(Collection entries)

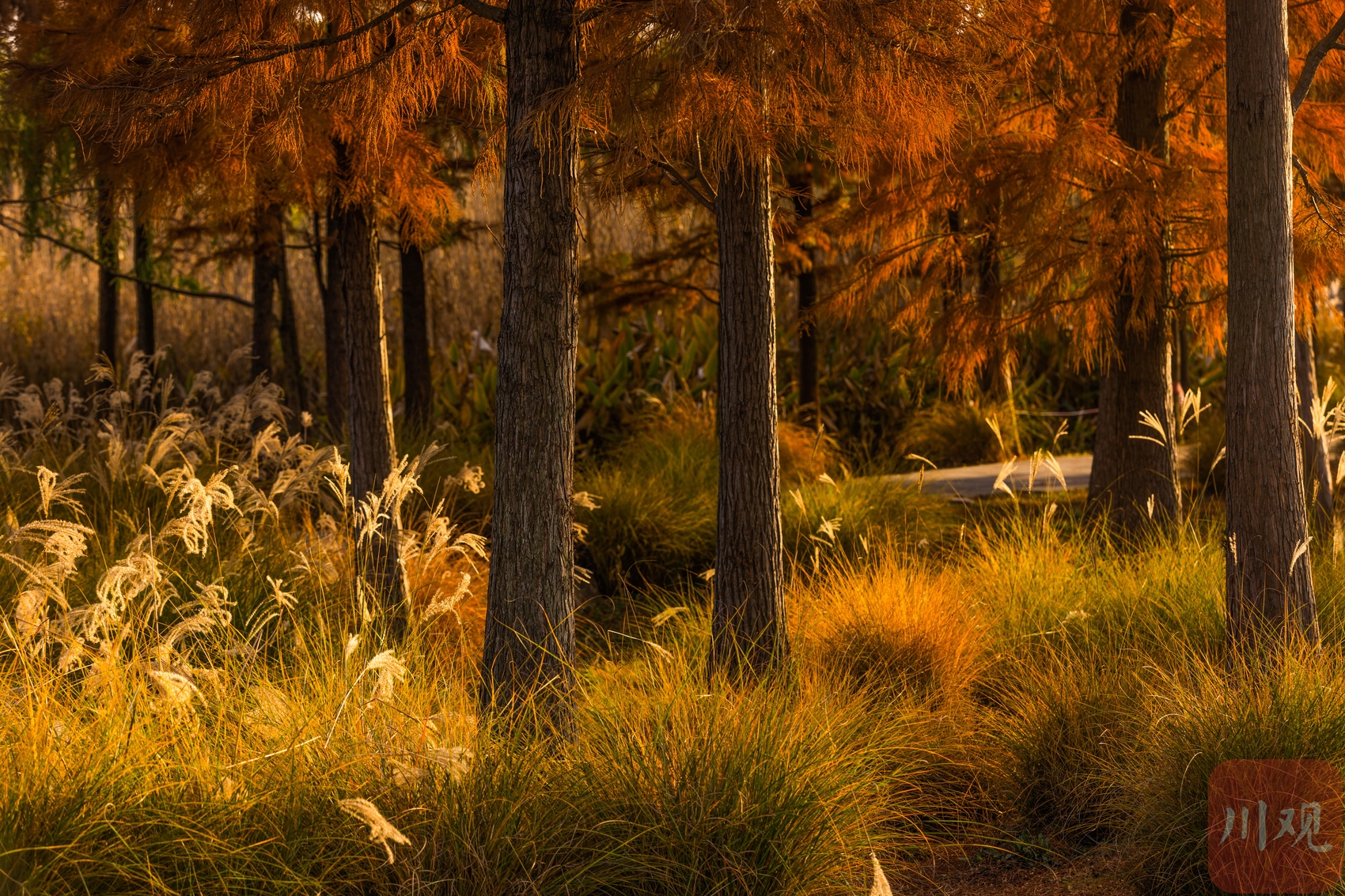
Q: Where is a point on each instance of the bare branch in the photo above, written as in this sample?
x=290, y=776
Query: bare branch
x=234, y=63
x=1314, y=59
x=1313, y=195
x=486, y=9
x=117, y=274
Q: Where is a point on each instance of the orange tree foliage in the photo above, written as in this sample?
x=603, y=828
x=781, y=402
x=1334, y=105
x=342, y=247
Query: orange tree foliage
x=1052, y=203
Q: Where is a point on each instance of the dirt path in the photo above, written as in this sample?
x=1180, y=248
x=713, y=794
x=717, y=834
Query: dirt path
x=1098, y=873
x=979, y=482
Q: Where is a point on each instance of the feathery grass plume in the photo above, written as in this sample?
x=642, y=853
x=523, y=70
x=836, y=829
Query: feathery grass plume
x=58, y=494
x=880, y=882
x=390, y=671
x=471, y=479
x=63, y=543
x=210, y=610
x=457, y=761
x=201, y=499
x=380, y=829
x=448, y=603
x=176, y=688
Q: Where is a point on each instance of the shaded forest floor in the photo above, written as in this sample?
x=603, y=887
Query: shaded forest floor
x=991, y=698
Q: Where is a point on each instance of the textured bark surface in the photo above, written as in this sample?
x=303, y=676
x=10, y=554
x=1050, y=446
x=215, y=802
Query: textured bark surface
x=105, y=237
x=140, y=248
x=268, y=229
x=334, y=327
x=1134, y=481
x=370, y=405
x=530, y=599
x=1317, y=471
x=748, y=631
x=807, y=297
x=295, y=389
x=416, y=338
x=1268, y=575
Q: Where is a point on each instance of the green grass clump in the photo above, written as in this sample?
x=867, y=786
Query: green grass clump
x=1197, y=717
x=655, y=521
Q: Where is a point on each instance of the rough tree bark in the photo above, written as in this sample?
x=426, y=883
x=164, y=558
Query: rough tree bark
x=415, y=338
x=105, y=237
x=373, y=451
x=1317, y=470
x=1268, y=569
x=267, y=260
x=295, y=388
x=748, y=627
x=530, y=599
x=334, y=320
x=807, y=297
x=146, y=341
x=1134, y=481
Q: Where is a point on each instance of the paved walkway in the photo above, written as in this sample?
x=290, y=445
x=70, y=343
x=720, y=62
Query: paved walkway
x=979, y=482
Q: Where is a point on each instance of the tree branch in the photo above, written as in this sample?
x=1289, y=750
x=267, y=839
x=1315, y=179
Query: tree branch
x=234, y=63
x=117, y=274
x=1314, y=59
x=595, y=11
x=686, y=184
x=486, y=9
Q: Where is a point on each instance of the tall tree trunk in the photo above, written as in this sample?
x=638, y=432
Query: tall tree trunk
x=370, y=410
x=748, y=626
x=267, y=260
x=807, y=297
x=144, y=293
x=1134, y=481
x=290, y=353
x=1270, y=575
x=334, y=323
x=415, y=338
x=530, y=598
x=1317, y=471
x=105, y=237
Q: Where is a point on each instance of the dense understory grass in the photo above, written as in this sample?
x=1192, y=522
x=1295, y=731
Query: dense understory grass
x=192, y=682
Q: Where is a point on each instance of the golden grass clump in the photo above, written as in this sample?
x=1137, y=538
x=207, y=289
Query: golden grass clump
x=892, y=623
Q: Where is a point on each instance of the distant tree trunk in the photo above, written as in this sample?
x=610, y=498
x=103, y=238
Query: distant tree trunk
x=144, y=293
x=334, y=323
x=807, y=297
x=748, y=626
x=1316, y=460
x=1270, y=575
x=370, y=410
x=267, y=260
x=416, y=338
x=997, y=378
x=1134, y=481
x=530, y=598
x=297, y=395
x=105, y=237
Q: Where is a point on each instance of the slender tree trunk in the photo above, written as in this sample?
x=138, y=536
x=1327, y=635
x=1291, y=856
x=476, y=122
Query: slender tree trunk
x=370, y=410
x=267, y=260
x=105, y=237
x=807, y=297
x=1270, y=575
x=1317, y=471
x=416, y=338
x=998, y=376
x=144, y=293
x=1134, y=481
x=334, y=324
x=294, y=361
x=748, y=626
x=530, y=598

...

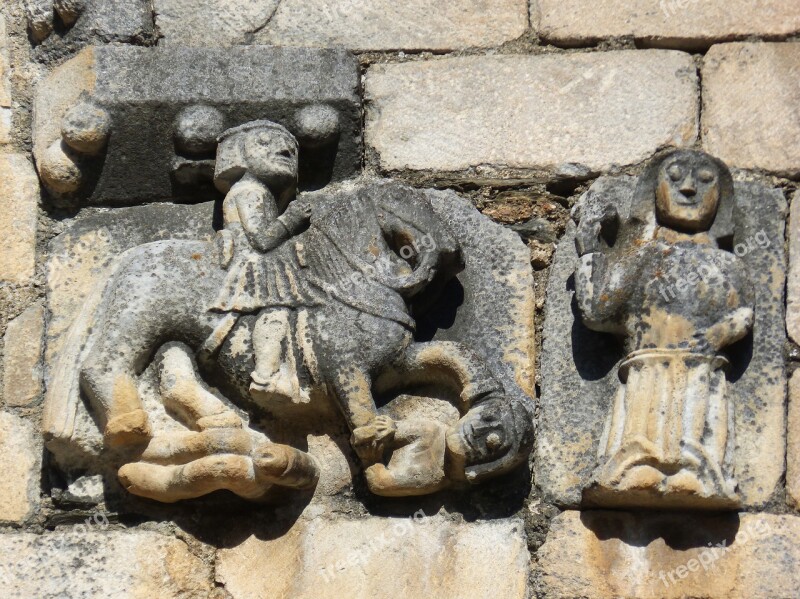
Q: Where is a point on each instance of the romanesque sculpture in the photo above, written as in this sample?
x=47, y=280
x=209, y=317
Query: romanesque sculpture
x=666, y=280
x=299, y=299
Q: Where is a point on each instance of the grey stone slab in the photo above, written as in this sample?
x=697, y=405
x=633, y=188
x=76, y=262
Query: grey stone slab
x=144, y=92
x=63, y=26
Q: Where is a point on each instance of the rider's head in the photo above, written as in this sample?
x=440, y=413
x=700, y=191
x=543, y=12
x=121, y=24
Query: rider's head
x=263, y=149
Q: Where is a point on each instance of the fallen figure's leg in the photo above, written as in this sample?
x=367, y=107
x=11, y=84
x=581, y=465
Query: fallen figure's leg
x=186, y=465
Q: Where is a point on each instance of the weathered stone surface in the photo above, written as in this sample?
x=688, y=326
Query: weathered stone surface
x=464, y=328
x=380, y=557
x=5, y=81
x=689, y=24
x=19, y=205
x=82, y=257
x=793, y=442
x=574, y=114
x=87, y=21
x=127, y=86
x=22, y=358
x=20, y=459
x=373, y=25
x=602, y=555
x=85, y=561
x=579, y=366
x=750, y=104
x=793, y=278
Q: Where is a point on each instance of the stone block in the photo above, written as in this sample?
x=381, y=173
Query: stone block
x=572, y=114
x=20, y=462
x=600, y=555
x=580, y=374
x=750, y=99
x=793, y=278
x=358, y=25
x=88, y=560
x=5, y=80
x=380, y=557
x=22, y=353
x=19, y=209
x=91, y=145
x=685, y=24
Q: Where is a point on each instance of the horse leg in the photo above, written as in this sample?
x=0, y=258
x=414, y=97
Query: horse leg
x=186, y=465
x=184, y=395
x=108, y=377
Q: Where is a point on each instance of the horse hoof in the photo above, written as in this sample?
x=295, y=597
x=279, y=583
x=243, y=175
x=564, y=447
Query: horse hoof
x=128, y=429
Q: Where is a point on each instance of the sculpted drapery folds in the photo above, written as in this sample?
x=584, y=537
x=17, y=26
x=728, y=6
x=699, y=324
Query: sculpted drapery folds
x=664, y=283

▸ Your goal: Copy the lines above from the one containing "Q: Where is a point on each instance of the dense" through the one containing "x=892, y=623", inclusive, reproducing each line unchanged.

▸ The output:
Q: Where is a point on each instance of the dense understory grass in the photo above, written as in this sample?
x=1192, y=522
x=1295, y=731
Query: dense understory grass
x=192, y=682
Q: Where is a point on each instance of the golden grass clump in the photo above, written as in this sample?
x=1137, y=538
x=207, y=289
Query: golden grass clump
x=892, y=623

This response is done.